TUGAS YANG DIKERJAKAN →
1 > Menurut teks tentang persinggahan dalam perjalanan hati, apa arti al yaqzhah?
2 > Teruskan teks tentang persinggahan dalam perjalanan hati, mulai setelah kalimat terakhirnya.

PETIKAN TEKS →
Banyak orang yang mensifati persinggahan ini dan menyebutkan bilangannya. Di antara mereka ada yang menyebutnya seribu, ada pula yang menyebutnya seratus, ada yang kurang dan ada yang lebih. Masing-masing orang mensifatinya menurut perjalanan yang dilakukannya.
Berikut ini akan saya sebutkan secara ringkas namun tuntas masing-masing di antara persinggahan ini.
Yang pertama adalah al yaqzhah, artinya kegalauan hati setelah terjaga dari tidur yang lelap. Hal ini sangat penting dan membantu pembenahan perilaku. Siapa yang merasakannya, berarti dia telah merasakan satu keberuntungan. Jika tidak, berarti dia tetap dicengkeram kelalaian.
Jika sudah tersadar, dia diberi bekal hasrat untuk memulai perjalanannya dan menuju persinggahannya yang pertama dan ke tempat dimana dia ditawan.
Jika perjalanan sudah dimulai, maka hati beralih ke persinggahan al azm, yaitu tekad yang bulat untuk melakukan perjalanan, siap menghadapi segala rintangan dan mencari penuntun yang dapat menghantarkan ke tujuan. Seberapa jauh seseorang memiliki kesadaran, maka sejauh itu pula tekadnya, dan seberapa jauh tekad yang dimilikinya, maka sejauh itu pula persiapan yang dilakukannya.

(Cuplikan dataset segmentasi)
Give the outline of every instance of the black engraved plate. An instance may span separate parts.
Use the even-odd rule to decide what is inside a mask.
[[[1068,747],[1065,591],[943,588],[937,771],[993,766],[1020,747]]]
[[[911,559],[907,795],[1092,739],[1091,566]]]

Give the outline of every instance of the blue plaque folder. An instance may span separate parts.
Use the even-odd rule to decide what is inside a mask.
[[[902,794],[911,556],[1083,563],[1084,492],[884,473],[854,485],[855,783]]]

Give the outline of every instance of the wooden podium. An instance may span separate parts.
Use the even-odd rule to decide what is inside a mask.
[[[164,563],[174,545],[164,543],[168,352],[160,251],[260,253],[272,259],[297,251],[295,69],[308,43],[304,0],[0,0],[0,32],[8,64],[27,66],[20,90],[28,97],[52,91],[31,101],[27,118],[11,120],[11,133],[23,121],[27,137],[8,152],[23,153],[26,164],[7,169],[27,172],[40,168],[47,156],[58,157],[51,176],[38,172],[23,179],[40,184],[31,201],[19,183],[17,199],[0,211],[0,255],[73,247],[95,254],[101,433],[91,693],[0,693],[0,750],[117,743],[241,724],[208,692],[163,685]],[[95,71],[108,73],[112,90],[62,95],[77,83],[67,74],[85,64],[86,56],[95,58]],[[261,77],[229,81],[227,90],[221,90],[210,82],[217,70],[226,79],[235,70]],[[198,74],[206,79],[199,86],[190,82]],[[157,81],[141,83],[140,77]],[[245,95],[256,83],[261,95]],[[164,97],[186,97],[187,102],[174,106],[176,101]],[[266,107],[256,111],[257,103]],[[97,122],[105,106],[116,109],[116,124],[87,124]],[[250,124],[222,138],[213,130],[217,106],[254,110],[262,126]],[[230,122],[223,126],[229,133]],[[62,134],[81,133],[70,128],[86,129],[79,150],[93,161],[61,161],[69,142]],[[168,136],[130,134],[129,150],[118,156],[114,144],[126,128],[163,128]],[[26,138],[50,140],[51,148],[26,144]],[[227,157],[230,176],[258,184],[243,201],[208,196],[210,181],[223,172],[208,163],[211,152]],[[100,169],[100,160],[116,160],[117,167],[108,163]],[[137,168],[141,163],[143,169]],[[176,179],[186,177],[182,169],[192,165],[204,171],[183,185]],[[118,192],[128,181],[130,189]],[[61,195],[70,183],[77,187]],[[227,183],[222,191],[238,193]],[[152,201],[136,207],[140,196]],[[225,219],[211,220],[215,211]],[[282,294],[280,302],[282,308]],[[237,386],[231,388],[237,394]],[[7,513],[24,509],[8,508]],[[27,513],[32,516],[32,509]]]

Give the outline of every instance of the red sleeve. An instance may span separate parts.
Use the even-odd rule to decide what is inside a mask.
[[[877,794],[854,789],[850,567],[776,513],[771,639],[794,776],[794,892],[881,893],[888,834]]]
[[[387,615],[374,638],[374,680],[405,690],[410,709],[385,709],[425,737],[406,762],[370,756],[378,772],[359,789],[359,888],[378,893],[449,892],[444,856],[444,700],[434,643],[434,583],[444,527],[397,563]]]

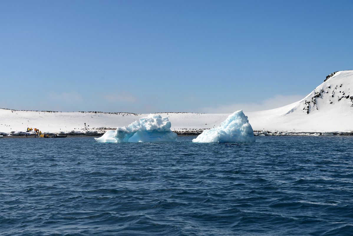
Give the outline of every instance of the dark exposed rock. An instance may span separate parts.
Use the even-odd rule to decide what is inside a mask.
[[[333,76],[333,75],[334,75],[337,72],[338,72],[338,71],[336,71],[335,72],[334,72],[332,74],[330,74],[330,75],[329,75],[328,76],[326,76],[326,79],[324,81],[324,82],[325,81],[326,81],[329,78],[331,78],[331,77],[332,77],[332,76]]]

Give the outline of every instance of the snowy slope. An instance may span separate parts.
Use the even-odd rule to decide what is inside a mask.
[[[255,130],[353,132],[353,71],[336,72],[300,101],[246,114]]]
[[[279,108],[247,112],[245,114],[256,130],[353,132],[352,106],[353,71],[345,71],[332,75],[300,101]],[[126,126],[148,115],[13,112],[0,109],[0,132],[24,131],[28,127],[37,128],[46,132],[88,130],[103,132],[107,130],[104,128],[114,129]],[[229,115],[168,113],[162,113],[162,116],[168,117],[172,123],[172,130],[192,131],[218,126]],[[86,123],[86,128],[84,123]]]

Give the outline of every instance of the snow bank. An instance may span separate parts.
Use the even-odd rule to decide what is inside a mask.
[[[242,110],[231,114],[220,126],[207,130],[192,140],[200,143],[255,142],[253,131]]]
[[[118,127],[115,131],[107,131],[102,137],[95,139],[102,143],[176,141],[176,134],[170,130],[170,127],[168,117],[151,114],[127,127]]]

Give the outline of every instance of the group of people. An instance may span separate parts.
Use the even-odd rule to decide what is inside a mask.
[[[33,131],[33,129],[32,128],[27,128],[27,132],[32,132]],[[36,132],[36,134],[37,135],[40,135],[42,134],[42,131],[37,128],[34,128],[34,132]]]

JAWABAN LATIHAN →
1 > Kegalauan hati setelah terjaga dari tidur yang lelap.

2 >
Jika sudah terjaga, maka dia memiliki al fikrah, yaitu pandangan hati yang hanya tertuju ke sesuatu yang hendak dicari, sekalipun dia belum memiliki gambaran jalan yang menghantarkannya ke sana. Jika fikrah-nya sudah benar, tentu dia memiliki al bashirah, yaitu cahaya di dalam hati untuk melihat janji dan ancaman, surga dan neraka, apa yang telah dijanjikan Allah terhadap para wali dan musuh-Nya. Dengan semua ini seakan-akan dia bisa melihat apa yang terjadi pada hari akhirat, semua orang dibangkitkan dari kuburnya, para malaikat didatangkan, para nabi, syuhada dan shalihin dihadirkan, jembatan dibentangkan, musuh-musuh dikumpulkan, api neraka dikobarkan. Di dalam hatinya seakan ada mata yang dapat melihat berbagai kejadian akhirat, dan dia juga melihat bagaimana keduniaan ini yang begitu cepat berlalu.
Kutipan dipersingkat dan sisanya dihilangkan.